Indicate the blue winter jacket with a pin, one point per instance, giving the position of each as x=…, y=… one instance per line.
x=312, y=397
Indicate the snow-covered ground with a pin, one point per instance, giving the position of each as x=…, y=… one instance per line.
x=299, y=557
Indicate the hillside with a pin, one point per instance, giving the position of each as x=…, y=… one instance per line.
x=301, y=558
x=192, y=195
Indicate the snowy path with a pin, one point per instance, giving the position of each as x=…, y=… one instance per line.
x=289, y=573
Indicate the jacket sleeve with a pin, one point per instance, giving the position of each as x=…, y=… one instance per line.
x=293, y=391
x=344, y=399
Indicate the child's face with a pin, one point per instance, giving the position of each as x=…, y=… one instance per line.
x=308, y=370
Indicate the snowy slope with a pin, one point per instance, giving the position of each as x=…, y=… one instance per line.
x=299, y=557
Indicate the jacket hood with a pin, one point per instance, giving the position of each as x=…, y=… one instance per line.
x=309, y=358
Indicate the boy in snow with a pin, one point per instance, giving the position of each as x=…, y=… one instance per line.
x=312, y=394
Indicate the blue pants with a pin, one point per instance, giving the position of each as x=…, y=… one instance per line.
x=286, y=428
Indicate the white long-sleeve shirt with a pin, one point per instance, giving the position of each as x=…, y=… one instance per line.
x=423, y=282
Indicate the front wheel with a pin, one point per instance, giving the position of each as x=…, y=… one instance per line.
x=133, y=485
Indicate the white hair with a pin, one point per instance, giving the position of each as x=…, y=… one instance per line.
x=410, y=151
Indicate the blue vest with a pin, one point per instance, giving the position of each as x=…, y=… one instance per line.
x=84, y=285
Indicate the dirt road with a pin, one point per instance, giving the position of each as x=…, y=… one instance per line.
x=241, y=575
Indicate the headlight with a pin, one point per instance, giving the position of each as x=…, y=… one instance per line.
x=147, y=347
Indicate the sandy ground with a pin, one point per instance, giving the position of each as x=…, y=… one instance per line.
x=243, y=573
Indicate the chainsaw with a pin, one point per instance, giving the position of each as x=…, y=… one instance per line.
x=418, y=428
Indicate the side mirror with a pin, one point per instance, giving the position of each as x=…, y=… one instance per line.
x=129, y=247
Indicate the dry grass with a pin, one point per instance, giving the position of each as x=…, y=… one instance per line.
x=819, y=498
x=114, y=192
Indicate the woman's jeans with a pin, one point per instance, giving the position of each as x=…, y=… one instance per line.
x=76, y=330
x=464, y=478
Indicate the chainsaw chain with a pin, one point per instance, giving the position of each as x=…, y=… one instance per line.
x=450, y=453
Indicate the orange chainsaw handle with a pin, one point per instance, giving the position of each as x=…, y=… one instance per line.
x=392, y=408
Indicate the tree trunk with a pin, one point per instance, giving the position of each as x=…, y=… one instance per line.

######

**Stated task**
Lay out the rows above, from the line holding "Indicate the boy" through the line holding "x=147, y=347", inclusive, as a two-column CSV with the headers instruction and reply. Give one CSV line per row, putting its text and its answer each in a single quoted field with any line breaks turned into spaces.

**Result of the exercise**
instruction,reply
"Indicate the boy in snow with a pin, one point per instance, giving the position of each as x=…, y=… one instance per line.","x=312, y=394"
"Indicate the blue pants with a pin, one point per instance, giving the position of each as x=…, y=… one instance per line.","x=286, y=428"
"Indicate the white long-sleeve shirt with a pin, one point per instance, giving the position of each as x=…, y=… one instance per line.","x=423, y=282"
"Indicate the front wheel with a pin, one point per instance, giving the position of each as x=…, y=… one instance per line.","x=133, y=485"
"Indicate the white hair with a pin, one point per instance, giving the position of each as x=…, y=… one instance per line.","x=410, y=151"
"Indicate the blue vest with a pin, one point per instance, giving the position of each as x=…, y=… one instance per line.","x=84, y=285"
"Indicate the dirt road with a pin, one point per instance, giving the position of each as x=…, y=… one instance per line.","x=241, y=575"
"Indicate the headlight with a pin, one point per instance, giving the position of each as x=…, y=… one instance per line.","x=147, y=347"